* [AUFGABE 1]: Gib aus den Zeilen unter dem Artikel über den Veteranentag den Abschnitt von der Zeile mit „of the curvy“ bis zum Ende der Zeilen als JSON-Liste von Zeichenketten wieder, je Zeile eine Zeichenkette, ohne Leerzeilen.

* [AUSZUG ZUM LESEN]:
++++++

Comeback des Heldengedenkens

Die Ampelparteien haben sich mit der Union auf einen nationalen „Veteranentag“ geeinigt. Am Donnerstag berät der Bundestag ihren gemeinsamen Antrag. Kritik kommt von links

„Volksfest­charakter“ soll der Tag haben, und dann wird allseits „stillge­standen!“ Foto: Foto:imago

Aus Berlin Pascal Beucker

Auf dem Weg zu der von Verteidigungsminister Boris Pistorius (SPD) ausgerufenen deutschen „Kriegstüchtigkeit“ will der Bundestag an diesem Donnerstag den nächsten Schritt gehen. Auf der Tagesordnung des Parlaments steht die Einführung eines nationalen „Veteranentages“. Ein solcher Tag sei „überfällig“, sagte der SPD-Verteidigungspolitiker Johannes Arlt bei der Vorstellung der gemeinsamen Ini­tia­tive der Ampelparteien mit der Union. „Wir haben sehr lange dafür gekämpft.“

Mit dem neuen „Veteranentag“ solle „das Verständnis und Bewusstsein in der Gesellschaft für die Leistungen, Entbehrungen und Opfer, die mit dem Militärdienst verbunden sind“, gefördert werden, heißt es in dem Antrag, den Arlt am Mittwochmorgen gemeinsam mit seinen Kol­le­g:in­nen aus dem Verteidigungsausschuss Kerstin Vieregge (CDU/CSU), Merle Spellerberg (Grüne) und Christian Sauter (FDP) in Berlin präsentierte. Es gehe darum, „den Dienst, den Einsatz und die Leistungen der Soldatinnen und Soldaten der Bundeswehr, die im Einsatz stehen und standen, angemessen zu würdigen“.

Als Datum haben sich SPD, Grüne, FDP und CDU/CSU den 15. Juni ausgeguckt. An diesem Tag, beziehungsweise dem Wochenende davor oder danach, soll von nun an jährlich eine zentrale Veranstaltung mit „Volksfestcharakter“ in der Nähe des Berliner Reichstags stattfinden. „Wir wollen die Menschen mit ihren Geschichten an diesem Tag in den Mittelpunkt stellen“, sagte die Grüne Spellerberg.

++++++

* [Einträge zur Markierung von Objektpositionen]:
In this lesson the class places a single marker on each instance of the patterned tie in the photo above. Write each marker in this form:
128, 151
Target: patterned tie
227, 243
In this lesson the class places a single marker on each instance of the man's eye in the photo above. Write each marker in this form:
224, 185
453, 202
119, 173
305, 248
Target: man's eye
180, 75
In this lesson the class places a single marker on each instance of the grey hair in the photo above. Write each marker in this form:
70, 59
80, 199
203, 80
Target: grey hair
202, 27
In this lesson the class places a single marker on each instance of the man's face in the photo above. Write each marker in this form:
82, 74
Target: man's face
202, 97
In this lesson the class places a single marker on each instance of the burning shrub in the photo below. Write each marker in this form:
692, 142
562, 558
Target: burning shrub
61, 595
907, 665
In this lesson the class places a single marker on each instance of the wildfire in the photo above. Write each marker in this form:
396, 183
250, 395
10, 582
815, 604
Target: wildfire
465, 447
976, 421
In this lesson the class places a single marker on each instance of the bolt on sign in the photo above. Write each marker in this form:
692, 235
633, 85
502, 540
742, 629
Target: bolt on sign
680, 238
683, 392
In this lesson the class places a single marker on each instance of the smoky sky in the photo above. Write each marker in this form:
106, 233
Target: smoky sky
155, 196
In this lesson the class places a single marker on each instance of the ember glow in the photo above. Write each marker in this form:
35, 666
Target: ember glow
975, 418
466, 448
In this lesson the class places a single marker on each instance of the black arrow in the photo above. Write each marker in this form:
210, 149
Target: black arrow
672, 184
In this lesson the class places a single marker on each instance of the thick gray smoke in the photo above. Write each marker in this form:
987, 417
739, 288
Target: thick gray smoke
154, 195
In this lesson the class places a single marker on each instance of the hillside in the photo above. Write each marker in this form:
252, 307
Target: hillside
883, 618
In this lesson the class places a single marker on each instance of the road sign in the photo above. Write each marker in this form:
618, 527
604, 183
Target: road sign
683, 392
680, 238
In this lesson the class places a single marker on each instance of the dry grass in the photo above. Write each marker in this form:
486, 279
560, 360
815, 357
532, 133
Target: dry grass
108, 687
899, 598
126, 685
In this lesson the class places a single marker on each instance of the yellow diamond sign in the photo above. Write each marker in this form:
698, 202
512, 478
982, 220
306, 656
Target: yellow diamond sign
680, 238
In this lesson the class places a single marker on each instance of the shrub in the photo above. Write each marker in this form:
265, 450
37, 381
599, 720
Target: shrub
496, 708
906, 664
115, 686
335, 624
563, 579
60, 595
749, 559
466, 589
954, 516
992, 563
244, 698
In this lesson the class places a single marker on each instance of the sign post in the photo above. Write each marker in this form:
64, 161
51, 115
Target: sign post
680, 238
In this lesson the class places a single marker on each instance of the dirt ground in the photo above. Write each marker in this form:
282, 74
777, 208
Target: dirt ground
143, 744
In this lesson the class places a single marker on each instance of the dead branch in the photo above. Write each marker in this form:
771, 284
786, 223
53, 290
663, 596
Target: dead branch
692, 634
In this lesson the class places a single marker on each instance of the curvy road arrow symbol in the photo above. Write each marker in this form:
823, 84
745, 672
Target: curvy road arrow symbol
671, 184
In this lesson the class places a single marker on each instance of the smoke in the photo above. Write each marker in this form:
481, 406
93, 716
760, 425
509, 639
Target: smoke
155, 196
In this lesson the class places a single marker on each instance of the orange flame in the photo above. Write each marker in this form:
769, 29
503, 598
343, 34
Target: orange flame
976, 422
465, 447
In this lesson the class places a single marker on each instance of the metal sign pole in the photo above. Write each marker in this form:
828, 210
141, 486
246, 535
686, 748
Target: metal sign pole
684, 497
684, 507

++++++

* [AUFGABE 2]: Auf welches Datum haben sich die Parteien laut dem Artikel über den Veteranentag für diesen Tag geeinigt?

* [ENDGÜLTIGE ANTWORT 1]:
[
  "In this lesson the class places a single marker on each instance of the curvy road arrow symbol in the photo above. Write each marker in this form:",
  "823, 84",
  "745, 672",
  "Target: curvy road arrow symbol",
  "671, 184",
  "In this lesson the class places a single marker on each instance of the smoke in the photo above. Write each marker in this form:",
  "481, 406",
  "93, 716",
  "760, 425",
  "509, 639",
  "Target: smoke",
  "155, 196",
  "In this lesson the class places a single marker on each instance of the orange flame in the photo above. Write each marker in this form:",
  "769, 29",
  "503, 598",
  "343, 34",
  "Target: orange flame",
  "976, 422",
  "465, 447",
  "In this lesson the class places a single marker on each instance of the metal sign pole in the photo above. Write each marker in this form:",
  "828, 210",
  "141, 486",
  "246, 535",
  "686, 748",
  "Target: metal sign pole",
  "684, 497",
  "684, 507"
]

* [ENDGÜLTIGE ANTWORT 2]: Auf den 15. Juni.